§ Short problem
From the items below, extract every line that contains the string "child" and copy each such line verbatim.

Excerpts from a location annotation dataset:
•••••

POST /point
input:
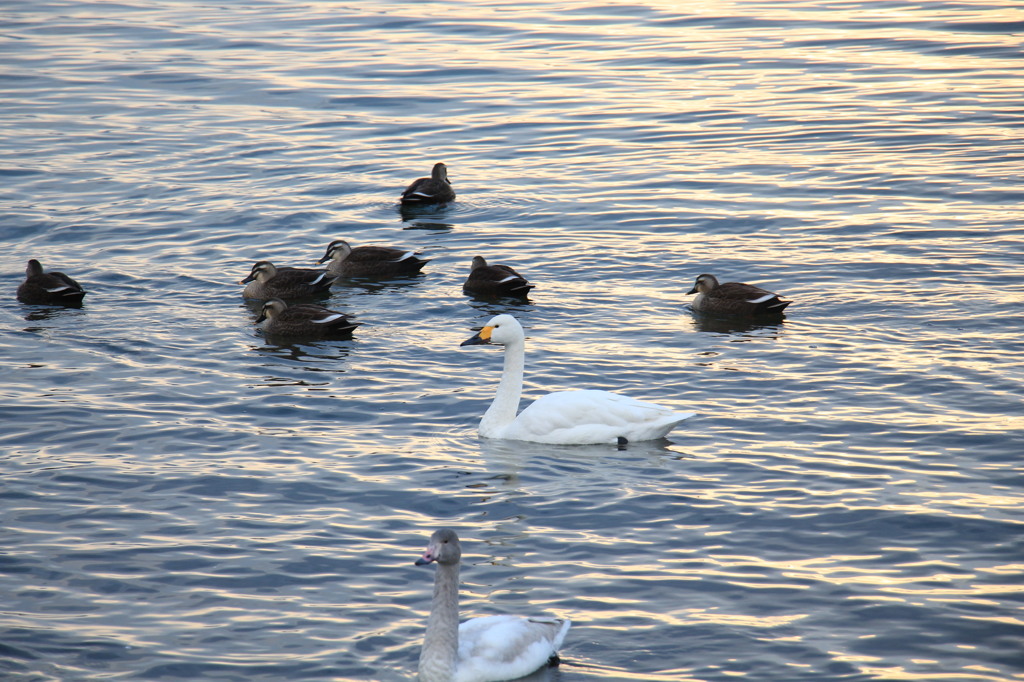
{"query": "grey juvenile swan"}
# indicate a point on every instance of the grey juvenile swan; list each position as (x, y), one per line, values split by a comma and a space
(483, 649)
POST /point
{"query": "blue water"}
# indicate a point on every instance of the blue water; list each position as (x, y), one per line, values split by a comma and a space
(184, 500)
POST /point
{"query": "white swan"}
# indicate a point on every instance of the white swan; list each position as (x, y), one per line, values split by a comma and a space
(484, 649)
(568, 418)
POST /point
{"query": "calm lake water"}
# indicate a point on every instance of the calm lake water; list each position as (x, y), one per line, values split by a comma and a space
(185, 500)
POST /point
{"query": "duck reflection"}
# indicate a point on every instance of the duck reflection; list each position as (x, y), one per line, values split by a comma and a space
(766, 326)
(496, 305)
(305, 352)
(434, 225)
(47, 312)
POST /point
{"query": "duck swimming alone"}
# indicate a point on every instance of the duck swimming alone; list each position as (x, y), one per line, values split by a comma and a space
(433, 189)
(48, 288)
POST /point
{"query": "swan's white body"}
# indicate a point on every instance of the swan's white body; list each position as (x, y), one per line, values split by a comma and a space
(485, 649)
(568, 418)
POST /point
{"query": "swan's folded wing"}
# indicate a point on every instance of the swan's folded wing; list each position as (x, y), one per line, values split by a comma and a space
(592, 417)
(505, 647)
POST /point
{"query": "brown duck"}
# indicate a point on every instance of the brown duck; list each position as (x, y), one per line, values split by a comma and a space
(265, 282)
(734, 298)
(495, 280)
(370, 261)
(433, 189)
(48, 288)
(305, 320)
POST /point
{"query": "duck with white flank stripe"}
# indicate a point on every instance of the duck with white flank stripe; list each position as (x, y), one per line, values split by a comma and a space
(433, 189)
(370, 261)
(495, 280)
(734, 299)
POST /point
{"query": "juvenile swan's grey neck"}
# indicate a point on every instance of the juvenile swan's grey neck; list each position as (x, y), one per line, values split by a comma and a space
(440, 643)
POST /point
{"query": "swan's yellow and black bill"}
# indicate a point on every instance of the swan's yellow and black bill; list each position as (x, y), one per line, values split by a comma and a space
(481, 337)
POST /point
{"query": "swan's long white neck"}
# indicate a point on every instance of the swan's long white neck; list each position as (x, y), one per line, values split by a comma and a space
(506, 403)
(440, 643)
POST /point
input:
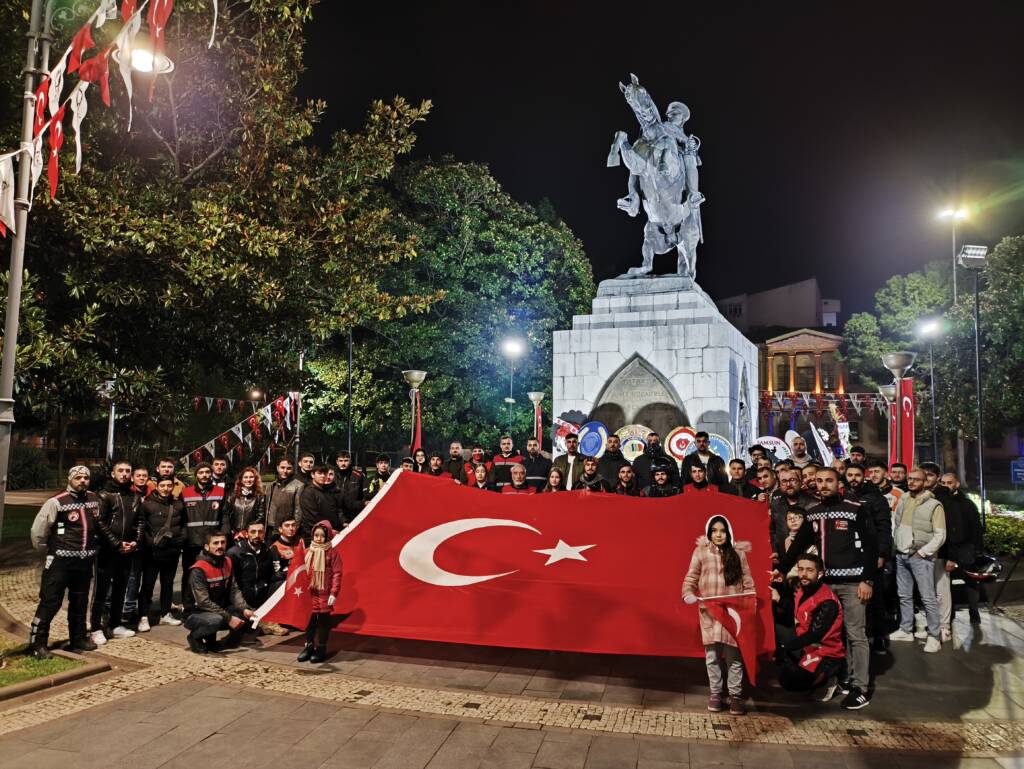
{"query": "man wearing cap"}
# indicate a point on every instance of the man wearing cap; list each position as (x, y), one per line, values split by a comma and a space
(713, 464)
(70, 528)
(570, 463)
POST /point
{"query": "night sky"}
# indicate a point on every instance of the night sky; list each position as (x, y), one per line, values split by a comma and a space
(830, 136)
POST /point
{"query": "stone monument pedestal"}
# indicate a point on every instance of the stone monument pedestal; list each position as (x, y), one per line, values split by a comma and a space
(656, 351)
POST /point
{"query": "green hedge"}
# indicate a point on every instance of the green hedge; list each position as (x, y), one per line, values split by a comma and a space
(1004, 535)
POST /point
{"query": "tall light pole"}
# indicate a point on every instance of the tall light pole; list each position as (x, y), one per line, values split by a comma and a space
(512, 348)
(929, 330)
(36, 62)
(953, 215)
(973, 258)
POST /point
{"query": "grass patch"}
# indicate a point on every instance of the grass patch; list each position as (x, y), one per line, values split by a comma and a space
(17, 522)
(25, 668)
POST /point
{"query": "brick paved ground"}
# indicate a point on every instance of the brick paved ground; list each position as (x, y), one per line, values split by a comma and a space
(450, 698)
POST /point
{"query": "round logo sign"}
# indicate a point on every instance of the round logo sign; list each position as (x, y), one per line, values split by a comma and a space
(633, 439)
(679, 442)
(775, 446)
(593, 439)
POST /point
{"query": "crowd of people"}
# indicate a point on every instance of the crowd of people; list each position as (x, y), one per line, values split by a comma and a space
(853, 543)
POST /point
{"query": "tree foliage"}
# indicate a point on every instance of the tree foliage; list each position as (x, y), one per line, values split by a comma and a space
(504, 271)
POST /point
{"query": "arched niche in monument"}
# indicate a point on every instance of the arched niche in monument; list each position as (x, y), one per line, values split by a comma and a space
(638, 393)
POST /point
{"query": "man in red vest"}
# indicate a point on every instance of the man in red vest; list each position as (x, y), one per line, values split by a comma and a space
(219, 604)
(811, 652)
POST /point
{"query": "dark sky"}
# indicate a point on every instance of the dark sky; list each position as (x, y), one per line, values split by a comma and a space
(832, 131)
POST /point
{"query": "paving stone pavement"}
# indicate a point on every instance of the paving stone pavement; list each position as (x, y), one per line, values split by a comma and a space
(616, 730)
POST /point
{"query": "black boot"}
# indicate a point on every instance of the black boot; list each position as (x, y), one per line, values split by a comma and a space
(196, 645)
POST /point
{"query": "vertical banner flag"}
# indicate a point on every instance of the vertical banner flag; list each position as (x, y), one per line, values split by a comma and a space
(578, 571)
(907, 410)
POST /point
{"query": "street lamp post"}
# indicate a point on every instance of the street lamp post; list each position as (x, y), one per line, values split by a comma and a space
(929, 330)
(512, 348)
(36, 62)
(953, 215)
(973, 258)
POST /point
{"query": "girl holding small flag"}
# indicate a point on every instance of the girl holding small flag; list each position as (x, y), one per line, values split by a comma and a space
(324, 568)
(719, 568)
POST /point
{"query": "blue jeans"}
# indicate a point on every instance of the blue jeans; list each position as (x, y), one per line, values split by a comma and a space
(910, 570)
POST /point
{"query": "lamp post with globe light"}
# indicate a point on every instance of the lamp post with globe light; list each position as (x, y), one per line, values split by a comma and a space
(930, 329)
(512, 348)
(953, 215)
(42, 17)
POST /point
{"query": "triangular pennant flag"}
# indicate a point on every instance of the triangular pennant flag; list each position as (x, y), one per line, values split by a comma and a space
(79, 44)
(42, 95)
(124, 42)
(6, 196)
(79, 108)
(56, 85)
(96, 70)
(56, 140)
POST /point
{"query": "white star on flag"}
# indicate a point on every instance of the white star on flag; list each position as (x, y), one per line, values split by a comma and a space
(563, 551)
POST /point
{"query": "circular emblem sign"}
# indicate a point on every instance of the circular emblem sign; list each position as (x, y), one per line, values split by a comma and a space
(679, 442)
(593, 439)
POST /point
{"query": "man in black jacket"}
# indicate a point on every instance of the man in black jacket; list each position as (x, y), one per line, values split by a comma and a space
(253, 566)
(70, 529)
(537, 465)
(218, 602)
(350, 483)
(713, 464)
(119, 509)
(964, 540)
(652, 455)
(316, 505)
(204, 514)
(611, 460)
(844, 535)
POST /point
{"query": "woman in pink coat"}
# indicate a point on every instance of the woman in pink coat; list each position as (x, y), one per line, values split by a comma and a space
(718, 567)
(324, 567)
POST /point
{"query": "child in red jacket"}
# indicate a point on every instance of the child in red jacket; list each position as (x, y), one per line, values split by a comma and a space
(324, 568)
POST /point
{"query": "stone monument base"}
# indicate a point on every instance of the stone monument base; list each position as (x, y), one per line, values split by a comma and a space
(656, 351)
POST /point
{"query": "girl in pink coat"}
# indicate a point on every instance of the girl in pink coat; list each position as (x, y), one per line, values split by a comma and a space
(719, 567)
(324, 567)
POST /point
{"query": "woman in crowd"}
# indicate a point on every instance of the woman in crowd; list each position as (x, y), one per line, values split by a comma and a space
(719, 568)
(246, 503)
(556, 480)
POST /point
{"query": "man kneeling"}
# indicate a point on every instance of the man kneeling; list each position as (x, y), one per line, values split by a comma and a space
(219, 604)
(811, 652)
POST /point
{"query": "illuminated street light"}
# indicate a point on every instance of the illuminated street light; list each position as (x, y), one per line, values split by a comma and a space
(512, 348)
(953, 215)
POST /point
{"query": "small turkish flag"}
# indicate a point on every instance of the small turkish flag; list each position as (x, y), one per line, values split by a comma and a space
(738, 614)
(295, 604)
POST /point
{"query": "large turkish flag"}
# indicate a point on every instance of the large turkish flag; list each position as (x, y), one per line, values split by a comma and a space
(574, 571)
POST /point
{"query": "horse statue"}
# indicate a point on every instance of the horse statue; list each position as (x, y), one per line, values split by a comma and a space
(663, 165)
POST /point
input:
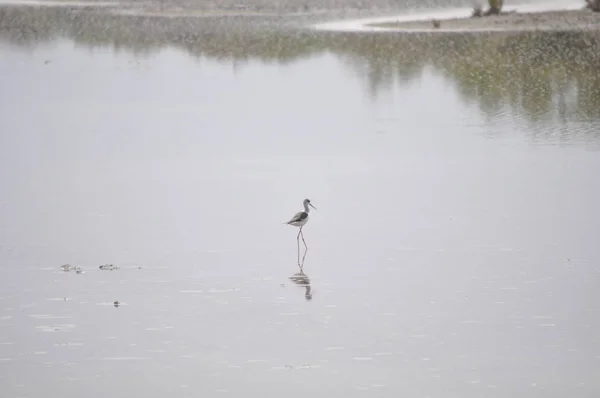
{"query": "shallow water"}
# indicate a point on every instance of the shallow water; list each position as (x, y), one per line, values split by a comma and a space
(453, 254)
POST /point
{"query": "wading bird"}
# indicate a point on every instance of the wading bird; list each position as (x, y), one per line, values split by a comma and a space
(299, 220)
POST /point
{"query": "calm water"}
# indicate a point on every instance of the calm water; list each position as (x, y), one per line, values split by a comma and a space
(454, 252)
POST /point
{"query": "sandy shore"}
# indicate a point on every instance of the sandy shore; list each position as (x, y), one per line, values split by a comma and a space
(549, 20)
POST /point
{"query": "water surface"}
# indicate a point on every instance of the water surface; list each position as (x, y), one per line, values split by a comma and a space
(454, 252)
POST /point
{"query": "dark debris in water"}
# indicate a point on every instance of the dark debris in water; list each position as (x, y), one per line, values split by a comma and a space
(108, 267)
(71, 268)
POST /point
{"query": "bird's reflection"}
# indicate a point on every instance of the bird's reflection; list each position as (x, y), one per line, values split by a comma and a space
(301, 279)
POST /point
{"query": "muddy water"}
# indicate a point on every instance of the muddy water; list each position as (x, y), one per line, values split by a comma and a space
(453, 253)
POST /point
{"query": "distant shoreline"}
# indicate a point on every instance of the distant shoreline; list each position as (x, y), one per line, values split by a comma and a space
(509, 21)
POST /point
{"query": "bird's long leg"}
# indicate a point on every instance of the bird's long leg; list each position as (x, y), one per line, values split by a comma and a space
(298, 242)
(305, 247)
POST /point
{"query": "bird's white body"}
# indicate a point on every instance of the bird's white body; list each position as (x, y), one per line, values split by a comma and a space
(299, 220)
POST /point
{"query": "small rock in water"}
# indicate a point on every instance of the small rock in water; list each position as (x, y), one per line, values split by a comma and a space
(69, 268)
(108, 267)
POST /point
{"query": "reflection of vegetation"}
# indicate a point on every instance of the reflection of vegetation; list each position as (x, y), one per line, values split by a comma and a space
(593, 5)
(541, 77)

•••••

§ Completed task
{"query": "child in red jacket"}
# indicate a point on every instance of the child in red jacket; list each position as (x, y), one per line, values split by a comma and a space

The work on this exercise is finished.